BEGIN Given data

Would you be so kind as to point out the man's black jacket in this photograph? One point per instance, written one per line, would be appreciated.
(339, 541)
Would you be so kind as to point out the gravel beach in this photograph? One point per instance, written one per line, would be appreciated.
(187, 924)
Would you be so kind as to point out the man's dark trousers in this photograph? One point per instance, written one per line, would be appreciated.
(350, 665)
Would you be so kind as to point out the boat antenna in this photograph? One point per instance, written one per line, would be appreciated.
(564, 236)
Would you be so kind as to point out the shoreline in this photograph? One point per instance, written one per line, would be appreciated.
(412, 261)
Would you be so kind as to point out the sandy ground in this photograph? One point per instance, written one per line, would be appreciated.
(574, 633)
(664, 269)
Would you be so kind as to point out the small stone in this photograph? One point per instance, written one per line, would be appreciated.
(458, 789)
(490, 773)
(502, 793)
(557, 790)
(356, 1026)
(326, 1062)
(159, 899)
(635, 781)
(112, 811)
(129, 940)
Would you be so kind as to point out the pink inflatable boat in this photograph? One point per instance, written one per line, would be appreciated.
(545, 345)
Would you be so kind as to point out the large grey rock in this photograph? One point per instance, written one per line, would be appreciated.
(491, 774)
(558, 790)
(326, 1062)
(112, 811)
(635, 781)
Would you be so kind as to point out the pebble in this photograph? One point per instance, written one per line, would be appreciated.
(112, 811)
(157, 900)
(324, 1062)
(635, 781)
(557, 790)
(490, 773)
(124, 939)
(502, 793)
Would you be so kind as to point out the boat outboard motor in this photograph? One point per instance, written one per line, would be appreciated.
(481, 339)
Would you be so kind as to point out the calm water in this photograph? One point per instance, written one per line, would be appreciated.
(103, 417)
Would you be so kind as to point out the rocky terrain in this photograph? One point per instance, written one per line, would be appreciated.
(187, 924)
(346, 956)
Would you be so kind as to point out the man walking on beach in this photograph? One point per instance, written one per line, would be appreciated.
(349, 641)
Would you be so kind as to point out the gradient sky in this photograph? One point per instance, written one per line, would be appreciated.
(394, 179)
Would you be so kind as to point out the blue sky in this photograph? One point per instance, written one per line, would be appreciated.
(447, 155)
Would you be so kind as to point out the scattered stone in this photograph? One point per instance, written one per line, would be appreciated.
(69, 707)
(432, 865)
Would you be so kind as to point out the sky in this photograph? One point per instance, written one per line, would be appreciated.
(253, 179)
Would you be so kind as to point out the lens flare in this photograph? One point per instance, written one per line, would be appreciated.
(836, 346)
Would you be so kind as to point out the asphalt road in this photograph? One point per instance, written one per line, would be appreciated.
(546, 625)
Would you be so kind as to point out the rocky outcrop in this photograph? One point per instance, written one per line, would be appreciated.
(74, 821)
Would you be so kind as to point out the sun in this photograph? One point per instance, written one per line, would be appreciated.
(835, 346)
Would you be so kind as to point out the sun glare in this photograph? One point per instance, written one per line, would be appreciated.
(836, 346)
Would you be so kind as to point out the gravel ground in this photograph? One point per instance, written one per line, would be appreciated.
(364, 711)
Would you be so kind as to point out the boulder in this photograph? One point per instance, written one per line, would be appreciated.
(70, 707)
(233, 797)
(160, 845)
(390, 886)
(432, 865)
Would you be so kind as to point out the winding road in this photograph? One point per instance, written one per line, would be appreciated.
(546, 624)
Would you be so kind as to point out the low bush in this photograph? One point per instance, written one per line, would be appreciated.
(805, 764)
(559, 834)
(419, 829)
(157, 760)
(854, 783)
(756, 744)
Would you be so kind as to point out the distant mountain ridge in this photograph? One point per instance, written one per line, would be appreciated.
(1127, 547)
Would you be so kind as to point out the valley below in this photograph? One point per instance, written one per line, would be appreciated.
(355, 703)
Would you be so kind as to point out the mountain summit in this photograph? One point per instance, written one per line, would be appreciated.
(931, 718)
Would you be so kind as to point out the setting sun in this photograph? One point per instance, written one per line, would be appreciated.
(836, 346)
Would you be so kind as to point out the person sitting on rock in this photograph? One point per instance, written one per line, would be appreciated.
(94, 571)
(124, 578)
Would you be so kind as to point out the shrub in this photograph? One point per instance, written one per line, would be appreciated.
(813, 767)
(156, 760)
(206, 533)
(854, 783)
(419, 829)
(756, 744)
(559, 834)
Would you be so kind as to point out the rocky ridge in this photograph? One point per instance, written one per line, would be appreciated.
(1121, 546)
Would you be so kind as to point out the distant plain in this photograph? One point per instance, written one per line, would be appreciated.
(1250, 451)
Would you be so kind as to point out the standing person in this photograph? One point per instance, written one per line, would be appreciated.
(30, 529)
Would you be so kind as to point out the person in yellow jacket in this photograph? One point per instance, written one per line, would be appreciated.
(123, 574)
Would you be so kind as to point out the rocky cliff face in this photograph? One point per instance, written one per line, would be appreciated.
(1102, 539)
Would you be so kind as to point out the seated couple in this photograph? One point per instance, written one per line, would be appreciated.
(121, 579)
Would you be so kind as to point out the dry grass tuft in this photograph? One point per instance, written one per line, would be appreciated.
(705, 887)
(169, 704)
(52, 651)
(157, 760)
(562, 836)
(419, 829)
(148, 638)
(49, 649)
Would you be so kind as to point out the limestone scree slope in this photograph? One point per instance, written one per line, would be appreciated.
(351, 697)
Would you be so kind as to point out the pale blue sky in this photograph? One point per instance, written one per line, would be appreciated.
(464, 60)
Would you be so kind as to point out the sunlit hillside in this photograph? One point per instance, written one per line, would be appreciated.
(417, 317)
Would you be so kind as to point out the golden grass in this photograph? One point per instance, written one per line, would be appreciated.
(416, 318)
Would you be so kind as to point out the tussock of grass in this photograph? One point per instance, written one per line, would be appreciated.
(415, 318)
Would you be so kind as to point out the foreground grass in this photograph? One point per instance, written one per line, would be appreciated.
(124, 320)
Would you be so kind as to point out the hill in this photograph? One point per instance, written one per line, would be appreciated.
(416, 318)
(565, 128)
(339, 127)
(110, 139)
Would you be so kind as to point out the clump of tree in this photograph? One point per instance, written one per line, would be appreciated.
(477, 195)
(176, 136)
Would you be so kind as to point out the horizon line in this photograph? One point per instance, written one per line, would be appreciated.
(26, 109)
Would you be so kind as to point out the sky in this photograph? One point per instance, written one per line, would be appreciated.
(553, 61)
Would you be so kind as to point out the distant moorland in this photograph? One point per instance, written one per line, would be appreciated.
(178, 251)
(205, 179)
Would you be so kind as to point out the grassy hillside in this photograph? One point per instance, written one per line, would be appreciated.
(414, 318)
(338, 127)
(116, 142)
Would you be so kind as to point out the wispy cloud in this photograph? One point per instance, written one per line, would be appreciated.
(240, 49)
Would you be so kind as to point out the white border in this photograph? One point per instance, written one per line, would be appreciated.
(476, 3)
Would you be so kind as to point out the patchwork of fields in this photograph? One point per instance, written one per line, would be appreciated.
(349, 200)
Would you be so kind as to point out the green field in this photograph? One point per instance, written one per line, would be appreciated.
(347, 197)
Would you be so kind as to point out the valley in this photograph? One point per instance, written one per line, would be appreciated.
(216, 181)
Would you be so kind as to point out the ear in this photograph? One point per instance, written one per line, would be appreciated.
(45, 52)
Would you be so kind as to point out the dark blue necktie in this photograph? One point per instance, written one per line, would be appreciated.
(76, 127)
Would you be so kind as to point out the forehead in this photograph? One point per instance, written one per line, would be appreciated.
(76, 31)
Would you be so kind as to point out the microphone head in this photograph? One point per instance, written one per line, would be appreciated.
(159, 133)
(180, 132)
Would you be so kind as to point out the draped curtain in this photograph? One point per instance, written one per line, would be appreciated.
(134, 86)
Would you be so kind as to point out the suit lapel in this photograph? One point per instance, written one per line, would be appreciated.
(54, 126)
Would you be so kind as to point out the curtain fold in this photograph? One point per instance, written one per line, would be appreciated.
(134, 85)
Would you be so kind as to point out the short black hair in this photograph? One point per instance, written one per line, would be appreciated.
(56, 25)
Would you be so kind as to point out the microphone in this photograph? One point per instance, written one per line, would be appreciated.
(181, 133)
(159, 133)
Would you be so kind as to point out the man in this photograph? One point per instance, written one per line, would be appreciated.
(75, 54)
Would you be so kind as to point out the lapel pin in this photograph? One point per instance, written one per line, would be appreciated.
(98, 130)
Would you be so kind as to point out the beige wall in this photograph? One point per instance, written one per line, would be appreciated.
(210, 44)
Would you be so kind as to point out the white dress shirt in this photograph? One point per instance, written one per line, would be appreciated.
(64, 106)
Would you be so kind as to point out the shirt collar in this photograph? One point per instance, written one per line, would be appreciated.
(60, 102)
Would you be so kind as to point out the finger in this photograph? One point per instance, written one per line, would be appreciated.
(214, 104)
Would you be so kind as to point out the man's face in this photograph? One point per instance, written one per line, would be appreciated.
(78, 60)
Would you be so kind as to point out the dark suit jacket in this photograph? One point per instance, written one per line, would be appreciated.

END Given data

Reproduce the lines word for word, starting at the one holding "Would you be so kind as to point out the shirt" and ending at the final line of the material above.

Would you be so kind as to point out the shirt collar in this photograph? One point per instance, written one per line, would be appreciated.
(60, 102)
Would you be so kind as to point out the finger in this photograph? One point per instance, written one per line, would be appreciated.
(214, 104)
Would you be so kind as to point out the man's face in this photograph? One point per instance, written one per line, would be appreciated.
(78, 60)
Would you be so kind as to point out the dark suit jacket in this photograph? One point per instance, written one per line, would be appreciated.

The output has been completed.